• The request:
Please find every line in the data below that contains the string "dress", and copy each one. Case counts.

[START Material provided]

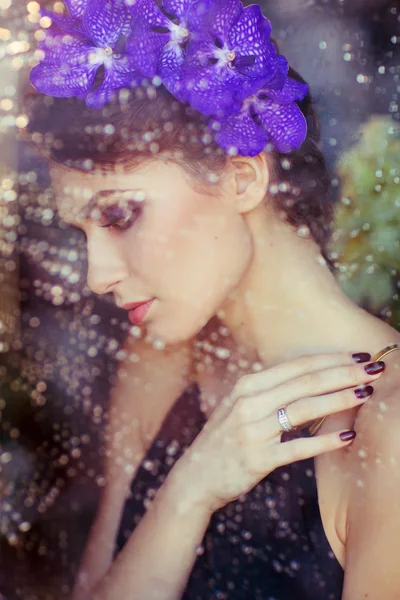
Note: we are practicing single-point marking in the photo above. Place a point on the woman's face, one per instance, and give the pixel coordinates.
(151, 235)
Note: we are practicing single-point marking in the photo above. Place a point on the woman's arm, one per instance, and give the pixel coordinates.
(139, 401)
(157, 560)
(239, 446)
(372, 569)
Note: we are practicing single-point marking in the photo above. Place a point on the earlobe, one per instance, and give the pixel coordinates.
(251, 181)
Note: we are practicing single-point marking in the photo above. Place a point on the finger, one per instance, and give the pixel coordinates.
(313, 385)
(310, 409)
(306, 410)
(270, 378)
(306, 386)
(302, 448)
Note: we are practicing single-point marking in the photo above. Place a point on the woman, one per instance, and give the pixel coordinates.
(204, 199)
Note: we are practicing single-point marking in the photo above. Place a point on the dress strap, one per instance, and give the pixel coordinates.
(315, 427)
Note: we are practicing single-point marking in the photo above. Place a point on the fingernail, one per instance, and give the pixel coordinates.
(364, 392)
(361, 356)
(347, 436)
(375, 368)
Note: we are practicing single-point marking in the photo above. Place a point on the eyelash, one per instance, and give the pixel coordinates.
(133, 215)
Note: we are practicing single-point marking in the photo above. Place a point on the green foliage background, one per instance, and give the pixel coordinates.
(366, 238)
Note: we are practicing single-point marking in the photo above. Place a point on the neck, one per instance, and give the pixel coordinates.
(289, 303)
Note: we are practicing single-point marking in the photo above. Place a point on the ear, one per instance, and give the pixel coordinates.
(250, 178)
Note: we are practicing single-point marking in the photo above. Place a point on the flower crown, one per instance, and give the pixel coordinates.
(215, 55)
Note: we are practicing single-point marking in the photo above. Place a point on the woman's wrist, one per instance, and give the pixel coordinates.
(185, 492)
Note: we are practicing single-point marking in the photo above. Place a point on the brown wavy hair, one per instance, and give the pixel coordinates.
(147, 122)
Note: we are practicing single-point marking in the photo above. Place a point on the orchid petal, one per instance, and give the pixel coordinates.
(240, 134)
(145, 47)
(170, 72)
(250, 37)
(293, 90)
(221, 18)
(63, 81)
(120, 74)
(211, 92)
(286, 125)
(104, 21)
(76, 8)
(177, 7)
(148, 12)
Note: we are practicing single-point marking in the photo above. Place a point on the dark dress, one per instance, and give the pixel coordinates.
(267, 545)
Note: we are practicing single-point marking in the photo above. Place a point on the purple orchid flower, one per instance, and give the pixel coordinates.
(160, 35)
(269, 116)
(77, 45)
(230, 58)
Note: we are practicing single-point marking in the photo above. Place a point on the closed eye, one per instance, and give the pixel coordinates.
(119, 219)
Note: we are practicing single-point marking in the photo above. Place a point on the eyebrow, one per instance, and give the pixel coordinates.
(96, 198)
(86, 211)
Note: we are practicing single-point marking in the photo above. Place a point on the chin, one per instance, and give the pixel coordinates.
(175, 331)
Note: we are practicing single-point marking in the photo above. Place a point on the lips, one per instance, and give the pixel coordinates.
(138, 311)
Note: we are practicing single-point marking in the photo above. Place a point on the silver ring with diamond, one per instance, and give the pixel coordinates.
(284, 420)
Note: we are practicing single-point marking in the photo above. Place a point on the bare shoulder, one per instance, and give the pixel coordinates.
(372, 473)
(378, 420)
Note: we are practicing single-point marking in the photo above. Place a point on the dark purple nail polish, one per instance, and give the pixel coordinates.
(347, 436)
(361, 356)
(375, 368)
(364, 392)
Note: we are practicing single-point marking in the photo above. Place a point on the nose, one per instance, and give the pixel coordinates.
(106, 265)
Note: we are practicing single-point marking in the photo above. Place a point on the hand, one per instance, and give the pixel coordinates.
(241, 442)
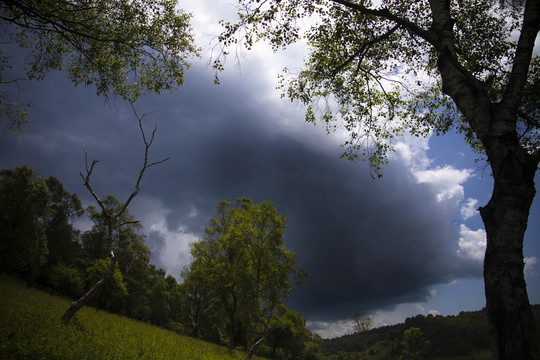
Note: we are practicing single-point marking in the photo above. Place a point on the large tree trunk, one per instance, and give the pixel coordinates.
(512, 326)
(90, 295)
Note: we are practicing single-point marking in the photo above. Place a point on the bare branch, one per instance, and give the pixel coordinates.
(523, 56)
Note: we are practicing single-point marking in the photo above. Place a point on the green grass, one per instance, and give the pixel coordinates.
(478, 355)
(30, 328)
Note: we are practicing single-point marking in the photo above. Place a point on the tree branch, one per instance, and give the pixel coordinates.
(522, 59)
(365, 47)
(386, 14)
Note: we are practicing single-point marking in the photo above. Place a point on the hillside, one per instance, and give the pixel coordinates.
(464, 336)
(30, 328)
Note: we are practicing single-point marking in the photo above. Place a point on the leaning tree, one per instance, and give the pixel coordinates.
(113, 216)
(381, 69)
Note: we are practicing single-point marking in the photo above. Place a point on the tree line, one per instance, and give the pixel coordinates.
(419, 337)
(232, 293)
(380, 70)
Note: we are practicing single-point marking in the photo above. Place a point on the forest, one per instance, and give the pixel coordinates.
(231, 294)
(385, 77)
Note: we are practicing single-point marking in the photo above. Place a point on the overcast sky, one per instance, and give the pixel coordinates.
(409, 243)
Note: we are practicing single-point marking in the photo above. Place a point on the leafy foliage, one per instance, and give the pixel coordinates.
(414, 345)
(24, 208)
(122, 48)
(372, 69)
(29, 329)
(241, 273)
(463, 336)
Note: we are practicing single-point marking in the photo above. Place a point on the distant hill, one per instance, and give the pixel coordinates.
(464, 336)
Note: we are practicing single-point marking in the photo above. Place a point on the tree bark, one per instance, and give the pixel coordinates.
(90, 295)
(512, 327)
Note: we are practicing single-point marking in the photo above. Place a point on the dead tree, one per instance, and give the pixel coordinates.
(112, 218)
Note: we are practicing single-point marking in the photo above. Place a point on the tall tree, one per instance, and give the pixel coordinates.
(382, 69)
(245, 269)
(113, 216)
(124, 48)
(24, 208)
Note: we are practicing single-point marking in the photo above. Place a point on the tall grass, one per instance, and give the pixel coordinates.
(30, 328)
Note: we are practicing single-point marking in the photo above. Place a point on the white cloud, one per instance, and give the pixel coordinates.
(328, 330)
(472, 243)
(469, 209)
(446, 181)
(176, 253)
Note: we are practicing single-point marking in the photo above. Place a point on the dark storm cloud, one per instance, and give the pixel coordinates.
(366, 243)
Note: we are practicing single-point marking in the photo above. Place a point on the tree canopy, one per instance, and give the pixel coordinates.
(242, 271)
(372, 69)
(124, 49)
(381, 70)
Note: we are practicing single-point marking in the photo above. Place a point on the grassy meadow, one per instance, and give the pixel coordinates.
(30, 328)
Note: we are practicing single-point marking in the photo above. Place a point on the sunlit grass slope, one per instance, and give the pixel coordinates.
(30, 328)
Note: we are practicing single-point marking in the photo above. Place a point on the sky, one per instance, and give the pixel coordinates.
(409, 243)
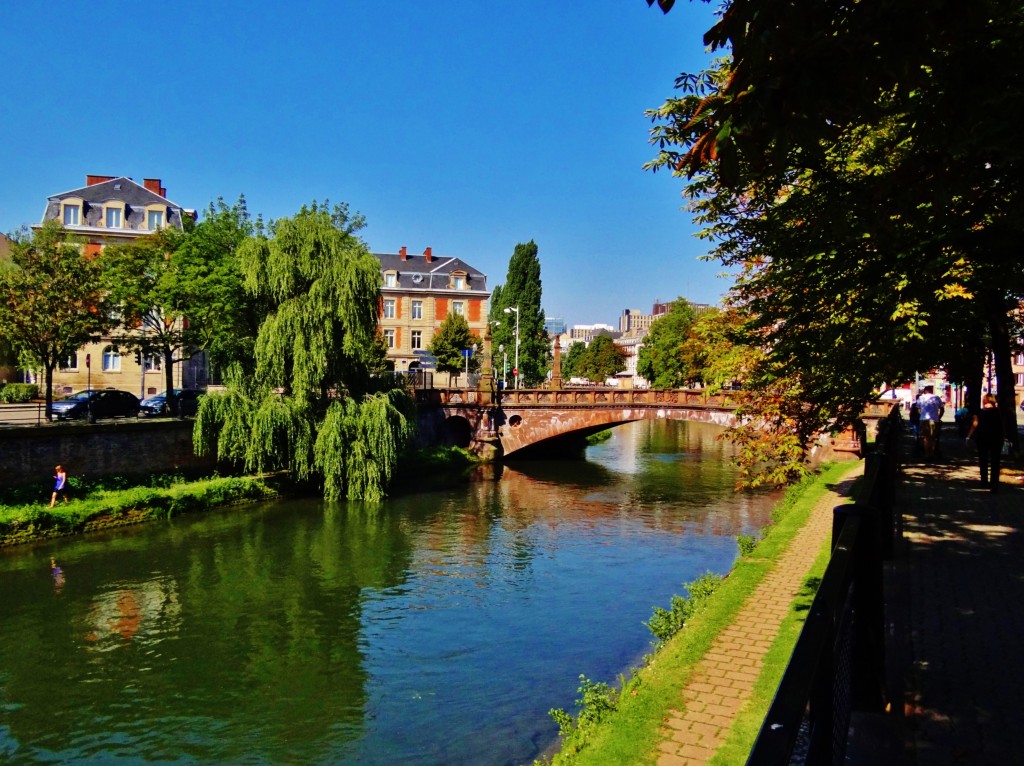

[END Material provided]

• Reply to the task:
Note: we are practicing single-point marking in the photo above. Place a point on the dress strap, one per instance, and give the pixel coordinates.
Note: we are practicing single-point marking in the photo above. Place a point on the dark dress, one per instance, and give the pixel coordinates.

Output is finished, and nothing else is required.